■ **To do**
Translate this sentence from the forum post about No Man's Land below into Spanish: "There are, to be fair, some very funny lines, but they struggle hard against the edginess of atmosphere."

No Man's Land - "The Skinny"

No Man's Land - "The Skinny"

Postby starlight » Tue Jan 21, 2014 6:19 pm

Me again. "Peeling layers off the onion", to quote Lynne.

Give me a medal, someone, for I have just sat through the whole of No Man’s Land . Never again. I did it out of loyalty to His Kitchen-ness, but OMG, it was tantamount to serving time. My sympathies go out to all involved.

So lynch me, jillybean. You love the play, I know; the casting’s so replete with talent it’s theatrical bedazzlement, but (gaah!) three years in this play? Did he really do three years? *smacks forehead* Poor lamb! And in those tight trousers?

Image

ayresorchids, mistress of judicious, ladylike understatement, had this to say when we discussed No Man’s Land earlier:
I can tell it is a play of abstract, avant-garde genius, but I still dislike watching it.

Thank you, Chris. I think that Pinter could have found a well-placed Anglo-Saxon epithet or two to describe his own effort. He packs enough of those into the last half hour of NML.

The drama (strike that—NML is not dramatic) doesn’t start out quite so raw.

Image

We’re treated to a dose of Spooner (Gielgud in a cheap suit, looking like an anorexic Sir Les Patterson, and sounding, well, like Gielgud - which already makes him too posh for the role)—Spooner nudging conversation to its nadir in a cut-glass accent:
Do you orfen heng about Hempstead Heath?

and
I nevaah peep on sex!

To say that it’s a static play is not a criticism in itself, but in an effort to prevent the actors getting cramp from standing still too long, there’s really too much filling of full glasses going on. And the reason that the glasses are still full is, frankly, that the monologues don’t leave the actors any time to drink what’s poured before the next hiatus means it’s time to pour another one.

The version that I’ve watched is (I believe—Lynne might correct me) 1978. The spell in live theatre had been done, and they were all back for a last blast to preserve the “moment” for posterity.

There are, to be fair, some very funny lines, but they struggle hard against the edginess of atmosphere. My favourite, however, was Spooner’s:
I think, after quite half of my pint had descended, never to be savoured again...

■ **Dataset records**
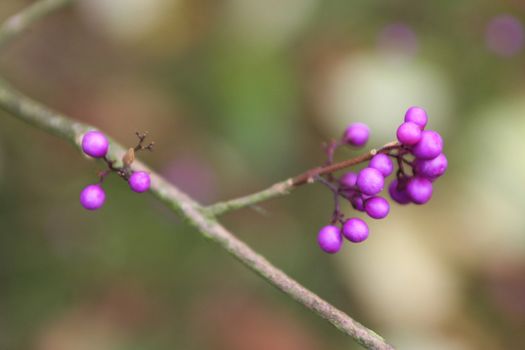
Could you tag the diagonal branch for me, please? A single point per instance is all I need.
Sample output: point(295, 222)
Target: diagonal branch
point(285, 187)
point(40, 116)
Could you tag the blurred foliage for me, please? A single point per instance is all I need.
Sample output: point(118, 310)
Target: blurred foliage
point(240, 94)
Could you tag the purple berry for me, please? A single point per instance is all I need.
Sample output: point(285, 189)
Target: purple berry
point(356, 134)
point(348, 180)
point(140, 181)
point(419, 189)
point(330, 239)
point(383, 163)
point(95, 144)
point(398, 193)
point(430, 145)
point(92, 197)
point(370, 181)
point(377, 207)
point(432, 168)
point(409, 133)
point(355, 230)
point(417, 115)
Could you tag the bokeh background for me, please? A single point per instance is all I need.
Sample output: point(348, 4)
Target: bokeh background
point(239, 94)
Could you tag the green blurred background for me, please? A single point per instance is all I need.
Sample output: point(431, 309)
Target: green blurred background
point(239, 94)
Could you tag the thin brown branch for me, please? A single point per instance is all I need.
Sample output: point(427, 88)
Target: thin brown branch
point(285, 187)
point(38, 115)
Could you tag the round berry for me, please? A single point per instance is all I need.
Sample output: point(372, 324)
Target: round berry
point(355, 230)
point(95, 144)
point(330, 239)
point(370, 181)
point(348, 180)
point(419, 189)
point(140, 181)
point(92, 197)
point(383, 163)
point(409, 133)
point(398, 193)
point(377, 207)
point(432, 168)
point(356, 134)
point(417, 115)
point(430, 145)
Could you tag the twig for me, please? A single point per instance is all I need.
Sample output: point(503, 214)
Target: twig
point(40, 116)
point(285, 187)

■ **Answer to this problem**
Hay, para ser justos, algunas frases muy graciosas, pero luchan con mucho esfuerzo contra la tensión del ambiente.